## Work to complete
Start to finish, print the data below exactly, without the images.

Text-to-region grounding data
********************
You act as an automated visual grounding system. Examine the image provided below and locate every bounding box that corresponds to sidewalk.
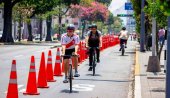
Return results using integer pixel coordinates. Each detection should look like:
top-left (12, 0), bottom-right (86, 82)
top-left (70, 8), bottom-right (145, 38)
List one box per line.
top-left (135, 44), bottom-right (165, 98)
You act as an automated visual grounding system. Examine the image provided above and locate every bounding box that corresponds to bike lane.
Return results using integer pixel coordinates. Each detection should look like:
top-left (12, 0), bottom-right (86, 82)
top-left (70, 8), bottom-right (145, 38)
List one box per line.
top-left (13, 41), bottom-right (136, 98)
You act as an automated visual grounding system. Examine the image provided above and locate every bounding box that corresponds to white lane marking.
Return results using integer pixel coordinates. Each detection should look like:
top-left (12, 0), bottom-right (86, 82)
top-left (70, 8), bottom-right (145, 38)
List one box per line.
top-left (72, 84), bottom-right (95, 91)
top-left (14, 55), bottom-right (23, 58)
top-left (4, 85), bottom-right (24, 93)
top-left (135, 76), bottom-right (141, 98)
********************
## Solution for this problem
You act as an automated visual grounding system. Examine the image provided below and locate every bounding box that corresponds to sidewalk.
Return results using integer pixel coordinates. Each detection should look like:
top-left (12, 0), bottom-right (86, 82)
top-left (70, 8), bottom-right (145, 38)
List one box per line.
top-left (135, 44), bottom-right (165, 98)
You act as an automated visual grounding system. Examine the image provided above and locate every bounding box that corresponds to bike lane.
Return results using integer pixel coordinates. Each detection should look like:
top-left (12, 0), bottom-right (86, 82)
top-left (70, 8), bottom-right (145, 38)
List one box per line.
top-left (13, 41), bottom-right (136, 98)
You act as an automated visual grounding system. Examine the image provided above and locate every bounding box that corresponds to white lane marking.
Return results using integer pixel coordinates. Each detection should look like:
top-left (12, 0), bottom-right (86, 82)
top-left (70, 8), bottom-right (145, 38)
List one box per line.
top-left (72, 84), bottom-right (95, 91)
top-left (14, 55), bottom-right (23, 58)
top-left (4, 85), bottom-right (24, 93)
top-left (135, 76), bottom-right (141, 98)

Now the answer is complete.